▸ WORK TO COMPLETE: Identify and copy all lines of the material where the string "instance" is found.

▸ DATA LISTING:

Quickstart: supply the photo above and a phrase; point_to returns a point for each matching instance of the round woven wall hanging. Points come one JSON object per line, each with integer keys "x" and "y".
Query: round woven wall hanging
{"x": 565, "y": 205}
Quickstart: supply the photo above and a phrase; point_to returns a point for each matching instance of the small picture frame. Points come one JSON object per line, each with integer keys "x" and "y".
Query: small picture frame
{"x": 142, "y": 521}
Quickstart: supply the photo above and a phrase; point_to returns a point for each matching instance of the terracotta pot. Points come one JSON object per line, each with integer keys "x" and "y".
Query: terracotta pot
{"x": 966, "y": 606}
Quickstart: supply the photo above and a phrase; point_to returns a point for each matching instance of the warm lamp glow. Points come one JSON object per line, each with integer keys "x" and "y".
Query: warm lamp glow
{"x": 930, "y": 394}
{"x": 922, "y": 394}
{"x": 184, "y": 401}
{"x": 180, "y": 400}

▸ TASK OUTPUT:
Quickstart: supply the photo above and a phrase; point_to returns a point for each matching instance of the round woven wall hanging. Points come one JSON object per line, each with integer keys "x" and "y".
Quickstart: supply the photo above and a phrase; point_to returns a point for each matching instance of the small picture frame. Points come one JSON object per line, each with integer keys "x" and "y".
Quickstart: supply the photo above and a phrase; point_to returns a point for each matching instance of the terracotta pot. Points come one JSON object per line, each with integer keys "x" and "y".
Quickstart: supply the photo above and a phrase; point_to returns a point for each matching instance of the warm lamp glow. Points come one JSON object per line, each with integer keys "x" and "y".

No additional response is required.